- **Texte extrait**:
++++++

L'Ombudsman reconnaît que des progrès ont été réalisés dans le dossier du traitement des recrues francophones

Le 24 septembre 2007

Général R. J. Hillier, CMM, CSM, C.D.
Chef d’état-major de la Défense
Quartier général de la Défense nationale
Édifice Mgén George R. Pearkes
13e étage, tour sud
101 Colonel By Drive
Ottawa (Ontario) K1A 0K2

 

Objet : Dossier des langues officielles – BFC Borden

Général,

Comme vous pourrez vous le rappeler, durant ma visite à la Base des Forces canadiennes (BFC) Borden en novembre 2006, j’ai rencontré un certain nombre d’étudiants francophones qui m’ont informé des sérieuses difficultés qu’ils éprouvaient à recevoir de la formation et à travailler dans leur langue officielle maternelle. Étant donné les répercussions de cette situation sur le bien-être de ces étudiants, je vous ai écrit à trois reprises (le 8 janvier, le 6 mars et le 16 avril 2007) afin de porter ce dossier à votre attention et de recevoir des assurances que ces préoccupations allaient être traitées. Je joins ces correspondances ainsi que celles qui ont été échangées entre notre Bureau et celui du Chef du personnel militaire (CPM) dans ce dossier.

Dans la lettre que vous m’avez adressée le 5 avril dernier, vous avez indiqué que le plan stratégique en matière de langues officielles de la BFC Borden renfermait des mesures correctives immédiates, dont notamment du financement additionnel, l’établissement d’un mécanisme permettant aux étudiants de faire part de leurs préoccupations et des séances de sensibilisation visant à garantir la protection des droits linguistiques des membres des Forces canadiennes et de leurs familles. L’ancien Chef du personnel militaire m’a assuré, le 24 mai dernier, que toutes les mesures nécessaires étaient prises pour traiter les problèmes à la BFC Borden.

++++++

[Entrées sources]

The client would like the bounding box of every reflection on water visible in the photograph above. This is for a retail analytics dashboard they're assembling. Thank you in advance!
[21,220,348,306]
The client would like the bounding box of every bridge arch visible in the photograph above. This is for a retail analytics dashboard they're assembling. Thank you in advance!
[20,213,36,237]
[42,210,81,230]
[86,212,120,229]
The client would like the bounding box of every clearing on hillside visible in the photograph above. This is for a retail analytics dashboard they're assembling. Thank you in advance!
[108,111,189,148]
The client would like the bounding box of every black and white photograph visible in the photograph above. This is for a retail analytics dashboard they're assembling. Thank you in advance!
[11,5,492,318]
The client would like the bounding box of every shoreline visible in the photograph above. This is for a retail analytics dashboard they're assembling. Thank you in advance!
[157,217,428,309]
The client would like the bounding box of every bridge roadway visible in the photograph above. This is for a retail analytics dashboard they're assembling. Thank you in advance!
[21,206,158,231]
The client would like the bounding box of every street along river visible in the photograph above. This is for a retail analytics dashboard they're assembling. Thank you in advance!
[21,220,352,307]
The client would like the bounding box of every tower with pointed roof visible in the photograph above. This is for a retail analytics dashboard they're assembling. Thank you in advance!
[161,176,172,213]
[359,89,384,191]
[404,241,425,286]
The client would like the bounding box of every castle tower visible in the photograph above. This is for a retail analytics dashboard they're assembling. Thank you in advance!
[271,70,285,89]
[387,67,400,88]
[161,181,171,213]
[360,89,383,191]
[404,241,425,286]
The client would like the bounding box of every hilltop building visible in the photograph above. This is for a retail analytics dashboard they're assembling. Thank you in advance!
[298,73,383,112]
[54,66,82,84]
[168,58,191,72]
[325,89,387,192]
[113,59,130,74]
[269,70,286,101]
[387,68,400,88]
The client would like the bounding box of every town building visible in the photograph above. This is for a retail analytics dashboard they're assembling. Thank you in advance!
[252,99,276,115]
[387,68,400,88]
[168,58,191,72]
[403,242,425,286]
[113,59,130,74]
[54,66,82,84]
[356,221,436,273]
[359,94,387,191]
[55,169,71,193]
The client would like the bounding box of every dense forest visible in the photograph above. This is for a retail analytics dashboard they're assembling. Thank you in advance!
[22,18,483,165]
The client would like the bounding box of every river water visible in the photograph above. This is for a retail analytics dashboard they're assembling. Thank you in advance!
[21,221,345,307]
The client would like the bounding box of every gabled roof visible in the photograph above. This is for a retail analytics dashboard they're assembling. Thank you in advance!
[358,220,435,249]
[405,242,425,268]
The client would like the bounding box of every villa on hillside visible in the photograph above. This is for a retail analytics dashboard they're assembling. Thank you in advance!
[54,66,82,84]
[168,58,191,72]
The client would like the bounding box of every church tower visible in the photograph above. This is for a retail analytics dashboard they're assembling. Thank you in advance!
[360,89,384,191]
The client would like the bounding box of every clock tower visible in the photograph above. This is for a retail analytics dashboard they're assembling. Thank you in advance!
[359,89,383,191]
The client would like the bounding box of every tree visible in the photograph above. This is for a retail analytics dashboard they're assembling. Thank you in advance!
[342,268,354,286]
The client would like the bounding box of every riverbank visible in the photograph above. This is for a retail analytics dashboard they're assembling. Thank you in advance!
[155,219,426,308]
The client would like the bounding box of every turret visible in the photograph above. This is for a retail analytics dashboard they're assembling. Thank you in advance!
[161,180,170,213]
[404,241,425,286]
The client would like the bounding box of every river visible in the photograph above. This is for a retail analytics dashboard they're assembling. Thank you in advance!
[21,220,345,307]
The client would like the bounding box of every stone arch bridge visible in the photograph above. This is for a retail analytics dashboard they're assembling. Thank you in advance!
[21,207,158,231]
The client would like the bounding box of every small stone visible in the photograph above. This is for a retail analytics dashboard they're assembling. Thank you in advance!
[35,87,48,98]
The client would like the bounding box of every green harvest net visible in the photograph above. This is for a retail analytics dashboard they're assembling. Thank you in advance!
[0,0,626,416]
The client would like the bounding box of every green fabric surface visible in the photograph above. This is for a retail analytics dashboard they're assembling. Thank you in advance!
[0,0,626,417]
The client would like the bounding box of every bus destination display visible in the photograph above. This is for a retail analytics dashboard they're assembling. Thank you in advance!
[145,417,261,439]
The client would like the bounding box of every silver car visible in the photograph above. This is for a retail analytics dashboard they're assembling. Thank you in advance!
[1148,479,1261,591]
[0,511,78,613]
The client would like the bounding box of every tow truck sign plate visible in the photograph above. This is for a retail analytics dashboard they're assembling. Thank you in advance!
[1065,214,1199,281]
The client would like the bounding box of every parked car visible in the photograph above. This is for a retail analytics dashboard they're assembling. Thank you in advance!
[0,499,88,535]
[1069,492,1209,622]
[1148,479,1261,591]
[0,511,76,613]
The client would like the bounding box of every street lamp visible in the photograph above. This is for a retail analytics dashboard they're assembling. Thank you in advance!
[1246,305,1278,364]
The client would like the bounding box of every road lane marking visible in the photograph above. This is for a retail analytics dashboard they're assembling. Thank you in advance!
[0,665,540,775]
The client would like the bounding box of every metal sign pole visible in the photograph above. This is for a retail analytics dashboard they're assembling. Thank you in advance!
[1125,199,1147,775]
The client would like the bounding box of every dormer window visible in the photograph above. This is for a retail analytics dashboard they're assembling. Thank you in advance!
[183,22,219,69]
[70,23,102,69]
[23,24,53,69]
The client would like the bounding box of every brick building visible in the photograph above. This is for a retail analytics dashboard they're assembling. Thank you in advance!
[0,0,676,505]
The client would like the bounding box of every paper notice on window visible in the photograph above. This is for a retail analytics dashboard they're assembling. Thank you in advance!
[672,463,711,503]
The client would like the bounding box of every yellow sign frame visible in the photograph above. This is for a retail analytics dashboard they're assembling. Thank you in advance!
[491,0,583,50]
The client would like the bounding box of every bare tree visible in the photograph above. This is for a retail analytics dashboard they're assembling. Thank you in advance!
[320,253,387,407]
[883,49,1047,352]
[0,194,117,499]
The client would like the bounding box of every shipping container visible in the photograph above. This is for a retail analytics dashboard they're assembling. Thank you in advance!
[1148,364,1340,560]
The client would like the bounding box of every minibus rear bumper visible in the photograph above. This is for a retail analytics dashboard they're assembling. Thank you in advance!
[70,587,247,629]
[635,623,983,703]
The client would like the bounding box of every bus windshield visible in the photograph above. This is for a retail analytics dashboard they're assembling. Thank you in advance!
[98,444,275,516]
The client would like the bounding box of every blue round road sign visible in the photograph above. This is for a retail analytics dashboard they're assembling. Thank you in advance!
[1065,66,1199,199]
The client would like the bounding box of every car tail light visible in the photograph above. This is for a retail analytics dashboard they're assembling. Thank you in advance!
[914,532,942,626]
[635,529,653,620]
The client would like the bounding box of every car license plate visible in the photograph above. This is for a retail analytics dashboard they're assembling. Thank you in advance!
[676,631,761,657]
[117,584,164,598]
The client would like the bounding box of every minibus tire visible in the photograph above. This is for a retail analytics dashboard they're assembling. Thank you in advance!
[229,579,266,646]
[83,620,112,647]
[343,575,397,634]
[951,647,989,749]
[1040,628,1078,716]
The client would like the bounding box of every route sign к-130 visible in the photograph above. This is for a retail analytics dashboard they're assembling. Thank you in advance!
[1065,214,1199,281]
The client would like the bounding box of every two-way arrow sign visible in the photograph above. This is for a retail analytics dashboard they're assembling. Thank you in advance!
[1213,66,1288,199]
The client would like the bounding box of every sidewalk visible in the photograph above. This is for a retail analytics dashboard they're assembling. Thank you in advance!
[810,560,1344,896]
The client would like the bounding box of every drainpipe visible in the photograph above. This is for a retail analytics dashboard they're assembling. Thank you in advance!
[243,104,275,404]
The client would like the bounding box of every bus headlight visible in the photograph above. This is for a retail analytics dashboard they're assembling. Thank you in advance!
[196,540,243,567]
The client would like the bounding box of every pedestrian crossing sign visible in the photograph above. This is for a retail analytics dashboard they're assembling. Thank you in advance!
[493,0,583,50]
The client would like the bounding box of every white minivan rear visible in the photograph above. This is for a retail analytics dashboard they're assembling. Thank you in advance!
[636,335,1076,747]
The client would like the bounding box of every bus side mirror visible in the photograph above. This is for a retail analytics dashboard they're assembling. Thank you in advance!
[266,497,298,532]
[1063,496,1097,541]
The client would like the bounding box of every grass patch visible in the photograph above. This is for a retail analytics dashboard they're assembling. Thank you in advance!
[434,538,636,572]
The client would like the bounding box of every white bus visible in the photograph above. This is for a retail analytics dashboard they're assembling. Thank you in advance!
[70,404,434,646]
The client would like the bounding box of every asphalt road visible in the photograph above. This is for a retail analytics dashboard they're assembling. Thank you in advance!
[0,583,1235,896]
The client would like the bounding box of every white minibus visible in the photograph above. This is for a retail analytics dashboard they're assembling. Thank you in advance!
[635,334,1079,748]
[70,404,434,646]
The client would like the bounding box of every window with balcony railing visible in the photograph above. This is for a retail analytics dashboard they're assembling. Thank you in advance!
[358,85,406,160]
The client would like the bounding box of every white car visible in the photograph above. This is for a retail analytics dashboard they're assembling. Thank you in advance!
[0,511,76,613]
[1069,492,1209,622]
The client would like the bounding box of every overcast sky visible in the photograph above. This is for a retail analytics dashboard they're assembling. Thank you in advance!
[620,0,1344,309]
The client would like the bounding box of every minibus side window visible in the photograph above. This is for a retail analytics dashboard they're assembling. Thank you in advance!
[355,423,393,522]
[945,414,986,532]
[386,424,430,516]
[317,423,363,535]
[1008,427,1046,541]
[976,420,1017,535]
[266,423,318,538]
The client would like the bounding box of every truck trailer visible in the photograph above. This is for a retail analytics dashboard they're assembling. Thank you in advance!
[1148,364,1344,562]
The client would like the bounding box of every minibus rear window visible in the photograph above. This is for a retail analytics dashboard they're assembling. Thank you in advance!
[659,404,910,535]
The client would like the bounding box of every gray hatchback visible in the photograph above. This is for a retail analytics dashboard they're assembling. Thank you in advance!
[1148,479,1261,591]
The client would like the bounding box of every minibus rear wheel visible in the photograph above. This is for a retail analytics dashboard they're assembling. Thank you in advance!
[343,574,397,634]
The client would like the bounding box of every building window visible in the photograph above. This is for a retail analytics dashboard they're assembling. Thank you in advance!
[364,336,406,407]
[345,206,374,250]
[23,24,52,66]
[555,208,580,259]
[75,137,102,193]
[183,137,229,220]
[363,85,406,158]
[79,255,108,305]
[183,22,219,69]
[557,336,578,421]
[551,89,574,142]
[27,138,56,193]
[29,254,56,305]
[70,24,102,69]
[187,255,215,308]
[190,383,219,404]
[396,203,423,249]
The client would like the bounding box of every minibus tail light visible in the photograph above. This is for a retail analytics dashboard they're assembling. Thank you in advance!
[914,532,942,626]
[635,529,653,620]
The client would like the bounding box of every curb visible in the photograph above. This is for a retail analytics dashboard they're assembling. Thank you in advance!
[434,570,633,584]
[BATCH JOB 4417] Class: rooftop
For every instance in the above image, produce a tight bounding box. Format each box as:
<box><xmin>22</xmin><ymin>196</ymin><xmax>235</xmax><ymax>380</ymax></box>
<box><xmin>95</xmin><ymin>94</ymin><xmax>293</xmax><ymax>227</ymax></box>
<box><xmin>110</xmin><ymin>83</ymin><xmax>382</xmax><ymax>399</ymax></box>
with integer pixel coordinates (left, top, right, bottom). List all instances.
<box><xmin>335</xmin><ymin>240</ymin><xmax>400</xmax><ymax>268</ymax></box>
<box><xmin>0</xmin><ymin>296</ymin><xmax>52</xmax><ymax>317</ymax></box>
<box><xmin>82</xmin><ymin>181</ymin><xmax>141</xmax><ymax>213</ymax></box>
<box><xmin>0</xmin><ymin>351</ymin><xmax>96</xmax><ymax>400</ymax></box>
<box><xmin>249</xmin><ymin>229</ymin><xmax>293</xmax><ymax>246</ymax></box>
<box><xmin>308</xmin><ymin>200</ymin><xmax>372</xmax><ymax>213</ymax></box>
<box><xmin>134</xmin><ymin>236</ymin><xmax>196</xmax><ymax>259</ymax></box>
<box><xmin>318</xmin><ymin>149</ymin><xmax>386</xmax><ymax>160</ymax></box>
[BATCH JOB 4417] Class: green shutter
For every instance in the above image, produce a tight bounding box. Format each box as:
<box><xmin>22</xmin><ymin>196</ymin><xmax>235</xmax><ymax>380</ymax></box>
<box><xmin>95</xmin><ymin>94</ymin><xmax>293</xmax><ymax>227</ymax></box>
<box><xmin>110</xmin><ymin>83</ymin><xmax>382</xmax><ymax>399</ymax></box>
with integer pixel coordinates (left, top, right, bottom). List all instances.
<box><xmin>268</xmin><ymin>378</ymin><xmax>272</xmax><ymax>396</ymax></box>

++++++

- **Exercices**:
(a) D'après la lettre sur les langues officielles à la BFC Borden, à quelles dates l'Ombudsman a-t-il écrit au Chef d'état-major de la Défense au sujet de ce dossier ?
(b) Recopiez sans modification un passage de la lettre sur les langues officielles à la BFC Borden : commencez aux mots « L'Ombudsman reconnaît que » et arrêtez-vous après « CMM, CSM, C.D. ».

- **Corrigés**:
(a) Le 8 janvier, le 6 mars et le 16 avril 2007.

(b)
L'Ombudsman reconnaît que des progrès ont été réalisés dans le dossier du traitement des recrues francophones

Le 24 septembre 2007

Général R. J. Hillier, CMM, CSM, C.D.